- Entries shown:
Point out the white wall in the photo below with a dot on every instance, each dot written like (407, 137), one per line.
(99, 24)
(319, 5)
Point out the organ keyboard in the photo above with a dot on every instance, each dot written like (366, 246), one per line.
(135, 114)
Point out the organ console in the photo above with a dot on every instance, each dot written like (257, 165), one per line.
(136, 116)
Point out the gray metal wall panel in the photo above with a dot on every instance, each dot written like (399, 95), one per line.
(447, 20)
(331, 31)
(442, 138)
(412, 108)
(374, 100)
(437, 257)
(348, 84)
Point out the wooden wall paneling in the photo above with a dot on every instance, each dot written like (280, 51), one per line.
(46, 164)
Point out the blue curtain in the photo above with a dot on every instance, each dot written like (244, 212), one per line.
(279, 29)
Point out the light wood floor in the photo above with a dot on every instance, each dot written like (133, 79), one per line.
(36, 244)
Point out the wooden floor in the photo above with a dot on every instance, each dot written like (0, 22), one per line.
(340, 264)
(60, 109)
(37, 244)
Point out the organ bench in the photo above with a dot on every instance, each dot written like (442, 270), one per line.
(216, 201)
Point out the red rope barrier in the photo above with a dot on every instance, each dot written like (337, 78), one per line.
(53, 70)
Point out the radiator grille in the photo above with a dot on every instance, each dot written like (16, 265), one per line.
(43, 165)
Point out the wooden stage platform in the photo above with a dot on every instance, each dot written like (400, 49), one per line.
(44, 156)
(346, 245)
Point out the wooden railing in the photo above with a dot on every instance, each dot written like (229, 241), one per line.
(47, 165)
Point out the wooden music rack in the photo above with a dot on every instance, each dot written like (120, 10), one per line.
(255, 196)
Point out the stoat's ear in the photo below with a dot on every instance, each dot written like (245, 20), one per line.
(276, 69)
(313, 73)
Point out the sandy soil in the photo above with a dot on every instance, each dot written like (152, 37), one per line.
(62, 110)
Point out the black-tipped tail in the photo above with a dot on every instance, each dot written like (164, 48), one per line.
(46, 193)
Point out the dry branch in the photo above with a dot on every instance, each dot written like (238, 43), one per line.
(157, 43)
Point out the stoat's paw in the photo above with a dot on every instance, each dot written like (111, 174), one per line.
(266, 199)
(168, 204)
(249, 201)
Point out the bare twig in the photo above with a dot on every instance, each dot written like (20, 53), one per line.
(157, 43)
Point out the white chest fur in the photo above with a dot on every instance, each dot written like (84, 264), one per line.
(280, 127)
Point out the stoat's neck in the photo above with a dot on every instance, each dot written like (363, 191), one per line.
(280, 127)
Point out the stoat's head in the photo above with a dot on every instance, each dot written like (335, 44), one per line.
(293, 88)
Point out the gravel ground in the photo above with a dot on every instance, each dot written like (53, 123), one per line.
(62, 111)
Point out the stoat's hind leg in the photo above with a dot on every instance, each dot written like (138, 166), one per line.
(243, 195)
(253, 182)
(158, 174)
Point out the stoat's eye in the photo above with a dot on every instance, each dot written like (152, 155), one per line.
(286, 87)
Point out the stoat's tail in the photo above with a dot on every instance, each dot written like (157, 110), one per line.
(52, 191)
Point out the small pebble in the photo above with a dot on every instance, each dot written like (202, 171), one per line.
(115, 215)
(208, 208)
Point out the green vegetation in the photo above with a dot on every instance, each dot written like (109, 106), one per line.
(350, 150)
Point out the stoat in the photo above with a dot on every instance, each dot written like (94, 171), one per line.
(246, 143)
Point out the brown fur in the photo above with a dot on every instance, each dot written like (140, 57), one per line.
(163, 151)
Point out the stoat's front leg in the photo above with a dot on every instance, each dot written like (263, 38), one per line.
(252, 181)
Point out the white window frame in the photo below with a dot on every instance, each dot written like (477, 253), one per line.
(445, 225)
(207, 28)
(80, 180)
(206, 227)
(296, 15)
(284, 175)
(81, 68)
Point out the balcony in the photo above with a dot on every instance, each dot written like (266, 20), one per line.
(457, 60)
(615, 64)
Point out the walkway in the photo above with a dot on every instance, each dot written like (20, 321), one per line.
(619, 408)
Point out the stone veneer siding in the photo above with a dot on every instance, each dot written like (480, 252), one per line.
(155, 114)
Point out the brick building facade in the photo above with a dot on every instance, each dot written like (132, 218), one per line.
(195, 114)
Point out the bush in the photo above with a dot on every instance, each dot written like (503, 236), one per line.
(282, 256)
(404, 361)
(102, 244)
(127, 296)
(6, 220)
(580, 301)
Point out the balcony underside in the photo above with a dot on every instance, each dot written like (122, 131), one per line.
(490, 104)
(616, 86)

- Exercise brief: With nothing added or dropped, write out the listing again.

- Response below:
Point out the white wall in the photo below with a dot on every instance, each dot written like (407, 137), one per line.
(99, 24)
(319, 5)
Point out the organ keyboard in the photo above with a dot on every instance, each dot written like (366, 246), one per line.
(135, 114)
Point out the organ console in the photo above with a dot on every instance, each dot written like (257, 165), one per line.
(136, 116)
Point out the gray metal wall panel in the photo above with a dot on every instance, each dot written like (399, 95), one per line.
(447, 20)
(331, 31)
(442, 138)
(412, 108)
(374, 100)
(437, 257)
(348, 84)
Point out the wooden wall paneling in the photo above with a dot on every instance, each dot written like (280, 51), one per line.
(46, 164)
Point out the blue curtain in the photo above with a dot on every instance, each dot written like (244, 212), one per line.
(279, 29)
Point out the light wood floor in the photo above with a dot on every instance, each dot written like (133, 79), one per line.
(36, 244)
Point out the wooden floor in the photo above with a dot on every instance, each dot written like (0, 22), one per line.
(340, 264)
(60, 109)
(37, 244)
Point out the organ bench in the photo above with a dot on every instance, each dot written like (442, 270), one per line.
(216, 201)
Point out the red rope barrier in the photo above with a dot on every instance, each dot written like (337, 78), one per line.
(53, 70)
Point out the radiator grille in the photo above with a dot on every instance, each dot written like (16, 265), one per line.
(43, 165)
Point out the wooden stage platform in the photo above with a dot on every instance, each dot written like (400, 49), one per line.
(44, 156)
(346, 245)
Point out the wooden railing in the photo above with a dot on every instance, each dot written like (229, 241), one per line.
(47, 165)
Point out the wooden music rack in the photo above with a dot on every instance, each dot written like (120, 10), one per line.
(255, 196)
Point out the stoat's ear in the photo below with a dot on every instance, each dot written like (245, 20), one per line.
(276, 69)
(313, 73)
Point out the sandy soil in the photo above with a dot on every instance, each dot written like (152, 37), one per line.
(62, 110)
Point out the black-tipped tail in the photo above with a dot on every instance, each dot written like (164, 48), one per line.
(46, 193)
Point out the dry branch in the photo above with a dot on every instance, each dot written like (238, 43), one per line.
(157, 43)
Point out the stoat's paw in the photo above with a dot on every instance, each dot written like (111, 174), one per line.
(266, 199)
(168, 204)
(249, 201)
Point out the bare twig in the photo above with a dot on every instance, each dot written like (20, 53), one per line.
(157, 43)
Point out the white chest fur in the photo above with a dot on every instance, each dot written like (84, 264), one per line.
(280, 127)
Point out the stoat's neck in the photo above with a dot on every instance, each dot written like (363, 191), one per line.
(280, 127)
Point out the stoat's head in the photo above with a dot on every instance, each dot written like (335, 44), one per line.
(293, 88)
Point out the gravel ground in the photo above with a dot on every instance, each dot written like (53, 123), one per line.
(62, 111)
Point out the stoat's hind leg in the photo above with a dot on every instance, each dot written like (138, 166), one per line.
(243, 195)
(253, 182)
(158, 174)
Point out the stoat's eye in the photo above with a dot on every instance, each dot written like (152, 155), one per line.
(286, 87)
Point out the stoat's tail in the photo above with a dot on every instance, each dot written like (157, 110), one per line.
(52, 191)
Point out the small pebble in the photo above with a dot on every instance, each dot written like (202, 171), one per line.
(115, 215)
(208, 208)
Point out the green vegetation in the photo above with a dot on every instance, each dot written like (109, 106), one per line.
(350, 150)
Point out the stoat in the photo above with a dot on every instance, each dot written like (94, 171), one per line.
(246, 143)
Point out the brown fur in the photo above with a dot on every instance, each dot written like (140, 57), one per line.
(163, 151)
Point out the stoat's front leg in the photo above with a dot on every instance, each dot written like (263, 38), one per line.
(252, 181)
Point out the white window frame in the photo below with a dot on every instance, each dot written like (477, 253), one per line.
(445, 225)
(207, 28)
(80, 180)
(206, 227)
(296, 15)
(284, 175)
(81, 68)
Point out the balcony in the photo above with a dot on every instance, each dot written like (266, 20), one per line.
(457, 60)
(615, 64)
Point out the walkway in the photo above with a dot on every instance, each dot written like (20, 321), one per line.
(619, 408)
Point out the stone veneer siding in the photo above with a dot on every instance, each dot written like (480, 252), one per line.
(155, 114)
Point out the brick building facade in the photo above with a dot on every instance, each dot written like (132, 218), one per line.
(195, 114)
Point out the bush in the photo above with a dot on every instance, each dot written like (503, 236), one per line.
(282, 256)
(404, 361)
(102, 244)
(127, 296)
(6, 220)
(580, 301)
Point out the balcony underside in the photo above with a dot on every instance, each dot written like (122, 131), one per line.
(490, 104)
(616, 86)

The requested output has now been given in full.